━━ KUTIPAN YANG DISEDIAKAN

Masyarakat Mekkah pada waktu Rasulullah dlahirkan dikenal dengan masyarakat jahiliyah. Kepercayaan agama mereka adalah berpegang teguh dengan tradisi nenek moyang mereka, yaitu menyembah berhala.
Adapun misi Nabi adalah menciptakan kembali masyarakat yang mengabdi kepada Allah SWT semata dan menegakkan keadilan serta kebenaran yang menyeluruh.
Semula usaha kegiatan seruan Rasulullah SAW tidak dihiraukan oleh pemimpin-peminpin Quraisy. Hal ini disebabkan oleh beberapa faktor, yaitu:
1- Persaingan kekuasaan, kaum Quraisy tidak dapat membedakan antara kenabian dan kekuasaan.
2- Persamaan hak antara kasta bangsawan dan kasta hamba sahaya yang dilakukan Rasulullah SAW.
3- Takut dibangkitkan
4- Taklid kepada nenek moyang secara membabi buta.
5- Memperniagakan patung. Agama Islam melarang menyembah, memahat dan menjual patung. Karena itu saudagar-saudagar patung memandang agama Islam sebagai penghalang rezeki.
Pelaksanaan pembinaan pendidikan Islam yang dilakukan Nabi bertahap-tahap, adapun tahapan-tahapan tersebut adalah :
a. Pendidikan perorangan yang dilakukan secara Rahasia
Setelah menerima wahyu kedua Rasulullah SAW memulai tugasnya yang dihadapkan kepada keluarga dan para sahabat beliau yang paling dekat. Adapun materi yang diberikan adalah ayat-ayat dari kedua wahyu yang telah beliau terima itu.

━━━━

- **YANG HARUS DIKERJAKAN**
1. Apakah setiap pernyataan berikut sesuai dengan kutipan tentang dakwah Nabi di Mekkah? Jawab ya atau tidak untuk (a), (b), dan (c), lalu sertakan kata-kata penentu dari kutipan itu persis seperti aslinya. (a) Saudagar patung menganggap agama Islam menghalangi rezeki mereka. (b) Tahap pertama pendidikan Islam oleh Nabi dilakukan secara terbuka. (c) Materi yang diberikan pada tahap pertama berasal dari ayat-ayat kedua wahyu yang telah diterima Rasulullah SAW.
2. Teruskan kutipan tentang dakwah Nabi di Mekkah, dimulai setelah kalimat terakhirnya.

━━ DATA YANG DISEDIAKAN

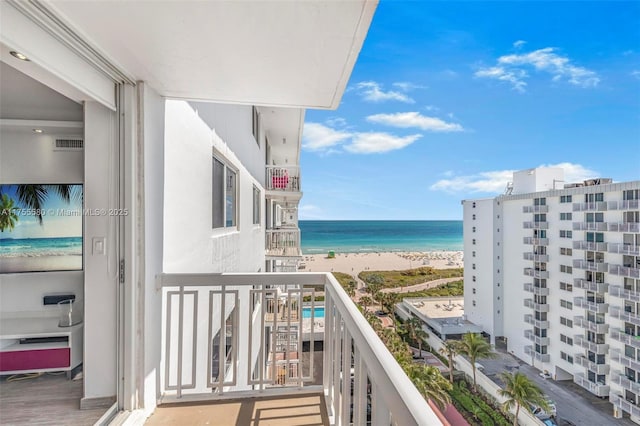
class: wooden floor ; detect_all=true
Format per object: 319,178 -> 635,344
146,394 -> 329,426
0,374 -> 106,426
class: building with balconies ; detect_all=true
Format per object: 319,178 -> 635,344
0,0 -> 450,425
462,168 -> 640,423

━━━━
━━ DATA YANG DISEDIAKAN

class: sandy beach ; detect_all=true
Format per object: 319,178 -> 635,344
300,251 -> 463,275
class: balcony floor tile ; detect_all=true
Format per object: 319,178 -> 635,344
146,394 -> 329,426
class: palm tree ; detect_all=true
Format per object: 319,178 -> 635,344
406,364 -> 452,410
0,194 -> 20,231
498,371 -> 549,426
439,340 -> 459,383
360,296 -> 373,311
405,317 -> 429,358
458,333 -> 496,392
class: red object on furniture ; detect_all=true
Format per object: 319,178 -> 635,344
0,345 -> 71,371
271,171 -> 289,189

━━━━

- **HASIL AKHIR**
1.
(a) Ya: "saudagar-saudagar patung memandang agama Islam sebagai penghalang rezeki"
(b) Tidak: "Pendidikan perorangan yang dilakukan secara Rahasia"
(c) Ya: "Adapun materi yang diberikan adalah ayat-ayat dari kedua wahyu yang telah beliau terima itu."

2.
Pendidikan yang pertama dilakukan Rasulullah SAW pada saat ini adalah pembentukan pribadi muslim yang dibina untuk menjadi kader-kader muslim yang bersemangat, memiliki jiwa mental yang kuat serta tangguh dari segala cobaan ; yang mana kelak diharapkan menjadi unsur bagi pembentukan masyarakat Islam dan muballig atau pendidik yang baik yang menjadi contoh teladan bagi murid-muridnya.
Karena pendidikan yang dilakukan Rasulullah SAW kepada sahabatnya masih secara perorangan dan bersifat rahasia, maka beliau kemudian memilih rumah al-Arqam sebagai markas pusat pendidikan bagi kaum muslimin itu. Rasulullah SAW memilih tempat ini, selain disebabkan karena kesetiaan al-Arqam kepada Rasul dan Islam, juga letaknya sangat baik karena terlindung dari penglihatan kaum Quraisy sehingga akan memberikan keamanan dan ketenangan bagi kaum muslimin.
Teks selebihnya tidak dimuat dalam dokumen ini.